- SET PROBLEM: Pick out every line in the rows below that contains the word "black" and copy each one in full. Case counts.

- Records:
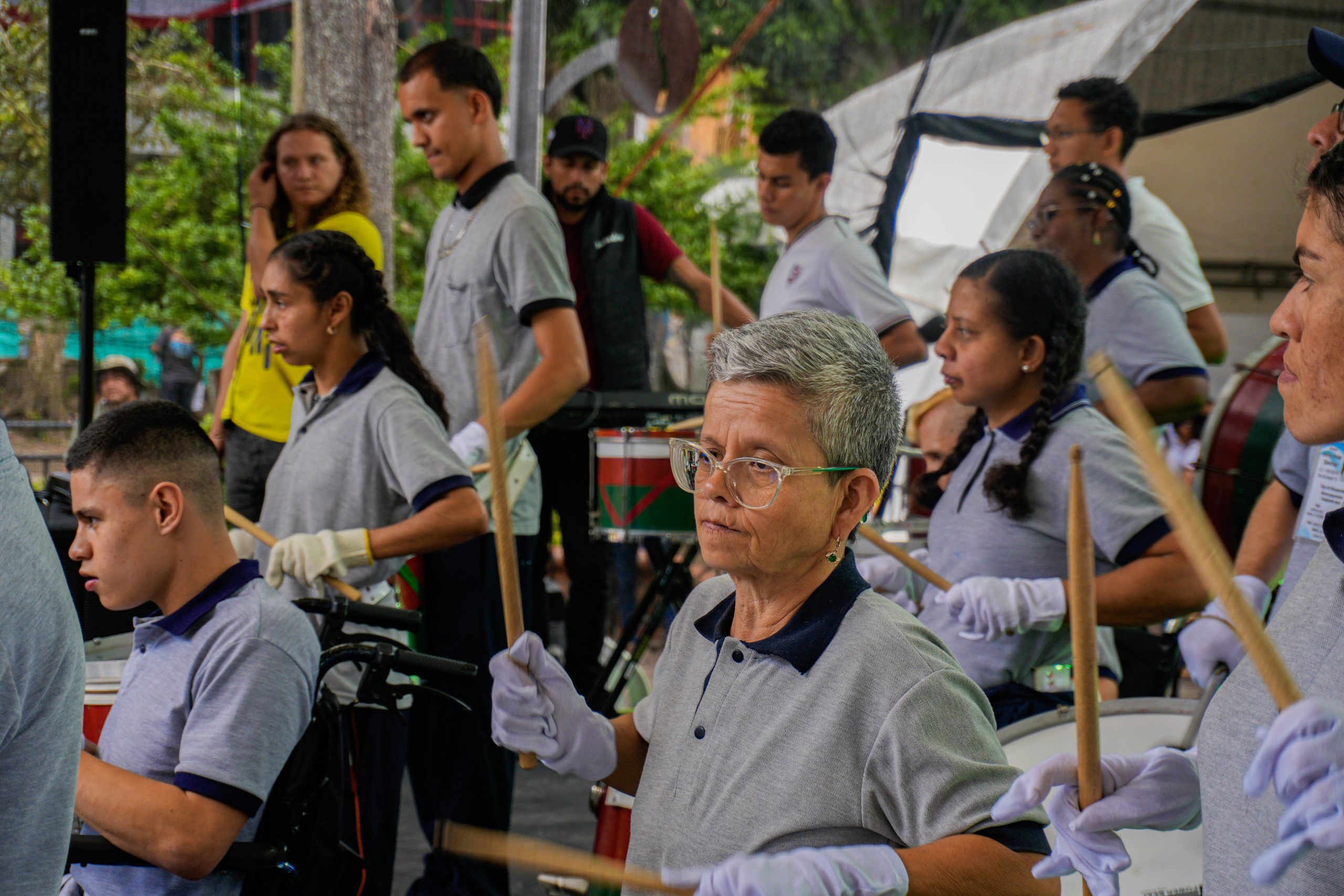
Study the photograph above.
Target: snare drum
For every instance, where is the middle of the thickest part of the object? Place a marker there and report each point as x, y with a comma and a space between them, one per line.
636, 496
1163, 861
102, 683
1238, 442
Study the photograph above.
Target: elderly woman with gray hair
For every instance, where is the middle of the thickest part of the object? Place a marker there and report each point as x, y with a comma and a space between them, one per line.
804, 735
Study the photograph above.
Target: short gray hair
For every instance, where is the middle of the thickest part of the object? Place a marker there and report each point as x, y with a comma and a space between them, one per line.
839, 373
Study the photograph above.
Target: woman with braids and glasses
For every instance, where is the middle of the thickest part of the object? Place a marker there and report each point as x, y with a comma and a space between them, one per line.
999, 529
1083, 218
366, 480
805, 735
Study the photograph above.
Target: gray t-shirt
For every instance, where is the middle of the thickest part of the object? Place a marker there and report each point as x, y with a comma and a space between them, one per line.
968, 536
850, 726
828, 269
1240, 828
1297, 468
496, 253
213, 700
368, 455
1139, 327
41, 692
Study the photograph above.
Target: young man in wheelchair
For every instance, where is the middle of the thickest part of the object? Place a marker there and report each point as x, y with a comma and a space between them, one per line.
219, 686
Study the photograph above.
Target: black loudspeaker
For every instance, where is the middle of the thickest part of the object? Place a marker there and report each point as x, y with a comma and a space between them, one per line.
88, 108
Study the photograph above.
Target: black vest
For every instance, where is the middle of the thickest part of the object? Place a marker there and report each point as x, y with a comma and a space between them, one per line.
609, 251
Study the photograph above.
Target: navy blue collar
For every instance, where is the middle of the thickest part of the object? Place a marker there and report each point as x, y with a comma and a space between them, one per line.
1334, 530
1109, 276
476, 194
807, 636
226, 586
1070, 400
370, 364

- EXERCISE OUTPUT:
Target: black loudspeaker
Target: black vest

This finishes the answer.